■ **CONSIGNES**
[a] Répondez à ces questions à partir du texte sur les grèves :
(i) Sur quelle organisation le Président de la République fait-il porter la responsabilité des perturbations ?
(ii) Quel pourcentage de salariés syndiqués le texte indique-t-il pour l'Allemagne ?
(iii) Combien d'adhérents le Parti Socialiste compte-t-il selon le texte ?
[b] Écrivez la suite du texte sur les grèves en reprenant après sa dernière phrase.

■ **PASSAGE CHOISI**
Ajout du 01/06/2016 :

Les grèves bloquent la France, conséquences de la loi travail

Sur divers médias, le Président de la République Monsieur François Hollande surenchérit sur les propos du 1er ministre Monsieur Manuel Valls, pour dénoncer « un blocage qui est fondé simplement par une stratégie portée par une minorité » et fait porter la responsabilité des perturbations sur la CGT. Il dénonce une impossibilité de réformer et une atteinte à la démocratie.

Si la CFTC n’a jamais appelé à la grève et que tout un chacun peut compatir avec toutes les victimes indirectes des conséquences du mouvement social, les simplifications abusives, tant du couple exécutif, que les dérapages verbaux de Monsieur Pierre Gattaz, ne peuvent rester sans réponse.

Un monde politique et des représentants patronaux aux propos et agissements déplacés...

De quelle minorité parle-t-on ?

Des syndicats qui ne représentent que 10 % des salariés (pourcentage de salariés adhérents à une organisation syndicale) ?
Ce taux de syndicalisation apparaît faible en regard des 80 % de salariés syndiqués en Allemagne par exemple. Cependant, rapporter des chiffres revient à taire une différence majeure de mentalité entre nos deux pays sur cette question.
En Allemagne, être syndiqué est la seule façon de bénéficier des avantages des accords (à contrario de la France où tous en bénéficient). En Allemagne, l’appartenance syndicale est chose normale et non pas un aller direct vers Pôle Emploi ou les Prud’hommes pour faire condamner les discriminations subies.

Un rapport aux chiffres volontairement déformé :
Que dire des 88 000 adhérents au Parti Socialiste, soit moitié moins que le nombre d’adhérents à la seule CFTC, pourtant un petit syndicat
Quant à la ligne défendue par Monsieur Manuel Valls et appliquée par le gouvernement, elle ne représentait que 5 % des votes lors des primaires du Parti Socialiste en 2012… Sans compter qu’elle n’a jamais été annoncée par Monsieur Hollande quant il était candidat dans son programme.

■ **ENTRÉES EXTRAITES**
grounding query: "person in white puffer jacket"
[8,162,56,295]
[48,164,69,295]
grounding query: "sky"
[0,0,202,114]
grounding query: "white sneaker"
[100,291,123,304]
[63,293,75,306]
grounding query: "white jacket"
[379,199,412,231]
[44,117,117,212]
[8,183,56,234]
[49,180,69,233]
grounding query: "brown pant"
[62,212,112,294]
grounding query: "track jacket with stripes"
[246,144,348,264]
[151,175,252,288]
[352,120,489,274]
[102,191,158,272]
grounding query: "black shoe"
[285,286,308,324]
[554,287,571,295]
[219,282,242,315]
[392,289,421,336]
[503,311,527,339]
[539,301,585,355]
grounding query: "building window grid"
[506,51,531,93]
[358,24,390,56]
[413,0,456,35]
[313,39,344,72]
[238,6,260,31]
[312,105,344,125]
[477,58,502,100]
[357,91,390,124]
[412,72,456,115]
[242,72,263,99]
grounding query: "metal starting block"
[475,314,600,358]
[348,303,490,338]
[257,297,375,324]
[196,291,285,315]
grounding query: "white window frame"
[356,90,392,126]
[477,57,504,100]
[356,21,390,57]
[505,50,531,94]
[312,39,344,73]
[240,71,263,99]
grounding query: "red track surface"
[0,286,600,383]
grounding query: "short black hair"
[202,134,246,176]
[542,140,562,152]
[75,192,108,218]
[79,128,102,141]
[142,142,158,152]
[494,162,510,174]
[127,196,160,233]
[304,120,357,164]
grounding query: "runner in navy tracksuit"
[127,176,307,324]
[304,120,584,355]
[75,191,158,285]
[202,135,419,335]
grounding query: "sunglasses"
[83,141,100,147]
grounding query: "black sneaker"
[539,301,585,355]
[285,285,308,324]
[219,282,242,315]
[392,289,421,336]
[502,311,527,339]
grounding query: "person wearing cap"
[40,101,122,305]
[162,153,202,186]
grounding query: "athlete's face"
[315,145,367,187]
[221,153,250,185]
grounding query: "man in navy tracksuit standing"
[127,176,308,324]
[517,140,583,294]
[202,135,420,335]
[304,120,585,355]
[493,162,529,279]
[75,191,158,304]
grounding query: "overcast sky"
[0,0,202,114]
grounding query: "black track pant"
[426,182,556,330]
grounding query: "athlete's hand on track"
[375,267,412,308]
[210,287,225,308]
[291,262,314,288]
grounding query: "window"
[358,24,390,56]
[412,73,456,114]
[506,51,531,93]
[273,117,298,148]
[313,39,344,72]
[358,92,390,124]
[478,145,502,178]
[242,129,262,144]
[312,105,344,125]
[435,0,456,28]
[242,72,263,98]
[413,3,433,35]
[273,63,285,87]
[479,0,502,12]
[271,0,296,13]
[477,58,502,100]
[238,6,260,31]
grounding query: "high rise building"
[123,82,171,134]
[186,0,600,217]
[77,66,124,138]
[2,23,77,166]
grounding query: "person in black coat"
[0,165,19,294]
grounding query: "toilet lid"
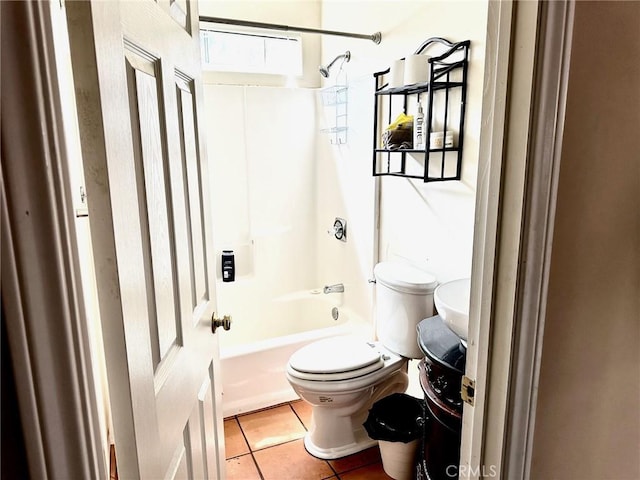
[289,337,384,380]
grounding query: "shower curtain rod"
[200,16,382,45]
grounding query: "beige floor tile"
[225,455,261,480]
[238,405,306,452]
[329,447,381,474]
[224,418,250,458]
[340,463,391,480]
[254,440,335,480]
[291,400,312,430]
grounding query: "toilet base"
[304,429,378,460]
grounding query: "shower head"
[318,50,351,78]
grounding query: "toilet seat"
[287,337,385,382]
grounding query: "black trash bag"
[363,393,424,443]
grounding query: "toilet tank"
[373,262,438,358]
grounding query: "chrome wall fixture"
[318,50,351,78]
[200,15,382,45]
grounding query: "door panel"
[126,52,179,370]
[67,0,224,479]
[176,72,209,308]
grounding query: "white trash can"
[378,438,420,480]
[364,393,424,480]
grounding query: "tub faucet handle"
[211,312,231,333]
[323,283,344,293]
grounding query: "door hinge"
[460,375,476,407]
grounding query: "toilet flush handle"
[211,312,231,333]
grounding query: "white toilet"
[287,262,437,459]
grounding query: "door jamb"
[0,2,107,479]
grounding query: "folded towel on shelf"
[382,122,413,150]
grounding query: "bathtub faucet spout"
[324,283,344,293]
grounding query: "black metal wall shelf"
[373,37,471,182]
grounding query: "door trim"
[0,2,108,479]
[504,1,574,478]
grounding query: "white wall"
[531,2,640,480]
[322,0,487,281]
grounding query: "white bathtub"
[220,294,372,417]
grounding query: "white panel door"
[66,0,224,479]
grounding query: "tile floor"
[224,401,391,480]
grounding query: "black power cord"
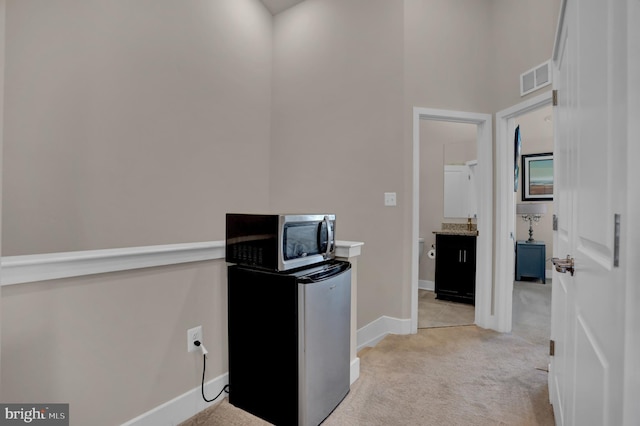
[193,340,229,402]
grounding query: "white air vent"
[520,61,551,96]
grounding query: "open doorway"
[512,104,554,350]
[495,92,553,332]
[410,107,495,333]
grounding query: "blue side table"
[516,241,546,284]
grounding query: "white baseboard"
[121,357,360,426]
[122,373,229,426]
[349,357,360,384]
[357,316,411,351]
[418,280,436,291]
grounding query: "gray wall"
[515,106,554,270]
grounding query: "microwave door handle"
[324,216,333,259]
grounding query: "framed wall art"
[522,152,553,201]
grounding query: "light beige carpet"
[182,326,554,426]
[418,290,475,328]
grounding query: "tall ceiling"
[260,0,304,15]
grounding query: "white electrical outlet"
[384,192,396,206]
[187,325,203,352]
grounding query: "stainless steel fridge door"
[298,268,351,426]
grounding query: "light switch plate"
[384,192,396,206]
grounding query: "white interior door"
[549,0,627,425]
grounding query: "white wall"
[271,0,408,327]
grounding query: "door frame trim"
[410,107,496,333]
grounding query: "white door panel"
[549,0,627,425]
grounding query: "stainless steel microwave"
[225,213,336,271]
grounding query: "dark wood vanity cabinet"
[435,234,476,304]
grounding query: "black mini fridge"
[228,260,351,426]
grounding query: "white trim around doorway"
[410,107,497,333]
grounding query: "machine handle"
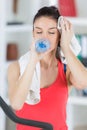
[0,96,53,130]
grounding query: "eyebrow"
[34,27,57,30]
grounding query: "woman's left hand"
[60,18,74,51]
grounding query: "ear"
[32,29,35,38]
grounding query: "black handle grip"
[0,96,53,130]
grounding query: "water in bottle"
[35,39,50,53]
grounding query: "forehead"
[34,17,57,28]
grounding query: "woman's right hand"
[31,41,53,62]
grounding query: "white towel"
[18,51,40,105]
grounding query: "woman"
[8,6,87,130]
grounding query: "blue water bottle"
[35,39,50,53]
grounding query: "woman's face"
[33,17,60,49]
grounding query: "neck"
[40,52,57,69]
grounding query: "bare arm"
[8,58,36,110]
[60,19,87,89]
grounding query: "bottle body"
[35,39,50,53]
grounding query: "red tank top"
[16,61,68,130]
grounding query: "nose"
[42,32,49,40]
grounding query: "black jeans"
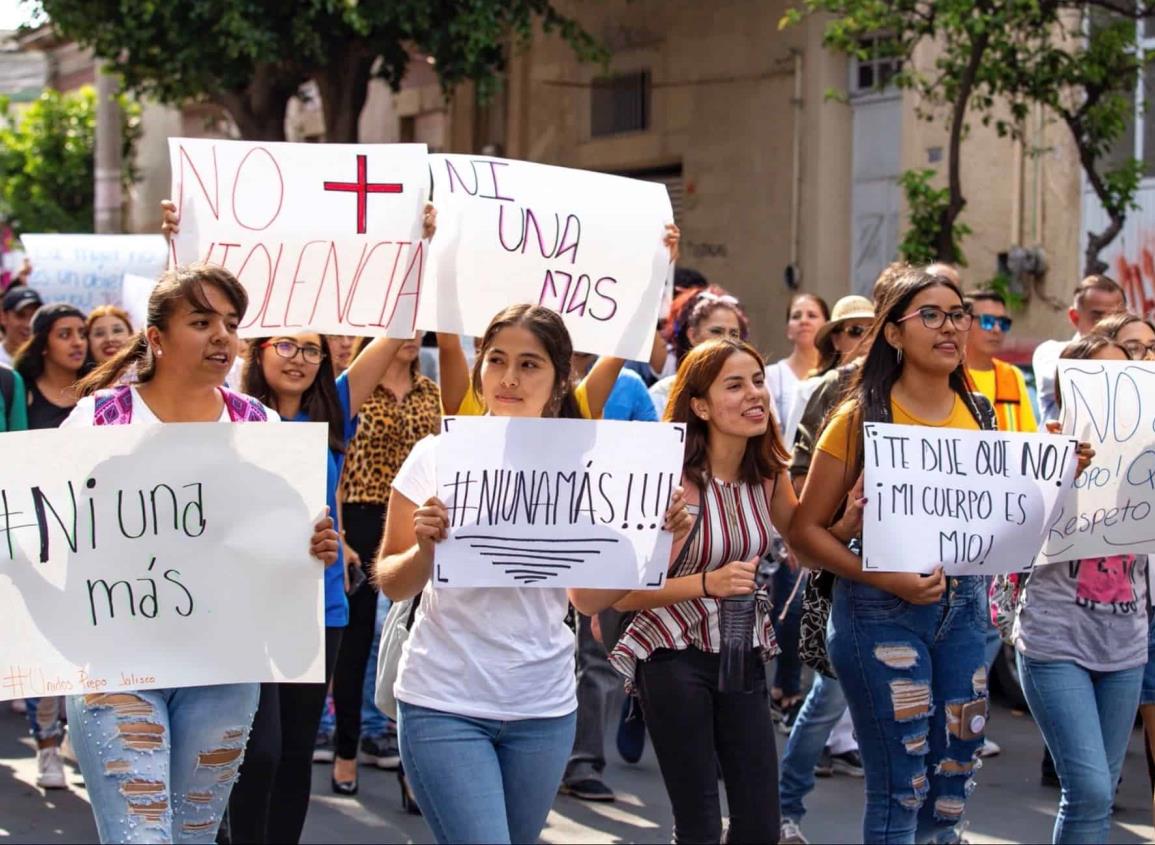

■ **RÉPONSES**
[a]
(i) La CGT.
(ii) 80 %.
(iii) 88 000.

[b]
Qui donc est minoritaire et fait usage de la force ?

Pour rappel,

  • 72% des français sont opposés à la loi travail en son état actuel, la moitié ou les 2/3 d’entre eux soutiennent le mouvement social, selon les sondages.
  • La côte de popularité de Messieurs Hollande et Valls est inférieure à 15% d’opinions favorables.
  • La pétition en ligne contre la loi travail a recueilli plus de 1,3 millions de signatures.
  • Le gouvernement n’a même pas pu s’appuyer sur sa majorité à l’Assemblée Nationale pour faire approuver le texte et a coupé court à tout débat en faisant usage de l’article 49.3 de la constitution.

... et inconséquents, qui attisent et amplifient les tensions et les blocages

Si le projet de loi originel a fait l’objet de discussions avec les organisations syndicales pour le faire amender, aucune position commune n’a pu être trouvée. Le fameux article 2 (voir notre article précédent) reste la pierre d’achoppement entre les parties.

La CGT a choisi de descendre dans la rue pour faire valoir ses positions au travers de manifestations pacifiques (là encore, nous condamnons les actes de violences commis par des personnes extérieures au mouvement), sans bloquer le pays.

Pour quels effets ? Une position dure, limite diktatique du gouvernement, qui oblige l’organisation syndicale à durcir son mouvement jusqu’à la situation dans laquelle nous nous trouvons.

La minorité de blocage du pays semble bien celle de l’exécutif français, dogmatique et jusqu’au-boutiste…

Quant à Monsieur Gattaz qui n’hésite pas à traiter la CGT de terroristes, nous lui demandons de faire amende honorable et d’arrêter de jeter de l’huile sur le feu, en particulier dans le contexte douloureux que traverse notre pays.


Version initiale du 27/05/2016 :

Lors de son discours à l’assemblée nationale du 11 mai 2016, le premier ministre M. Manuel Valls a évoqué les 469 amendements qui seront pris en compte dans la rédaction définitive de la loi travail.

Quelques améliorations, issues des amendements parlementaires ...

L’analyse à chaud de ces amendements indique quelques avancées :

  • Le périmètre retenu pour la définition de la cause économique d’une entreprise appartenant à un groupe sort du simple périmètre national.
  • Concernant les accords de développement de l’emploi, doux euphémisme indiquant que les salariés doivent faire des efforts sur les horaires et/ou les salaires, le motif de licenciement reste économique pour les salariés qui refuseraient ces modifications.
    Les efforts demandés aux salariés pourront, par voie de négociation, être également demandés aux dirigeants salariés, aux mandataires sociaux et aux actionnaires. Encore faut-il que la négociation ait lieu et aboutisse…
  • Le Compte Personnel d’Activité (CPA) devient une réalité. Si sur le papier ce compte personnel doit permettre au salarié de maintenir, au travers de formations, son employabilité, le texte actuel reste peu concret et nous espérons que cette avancée ne sera pas un simple miroir aux alouettes donné en pâture pour calmer les syndicats.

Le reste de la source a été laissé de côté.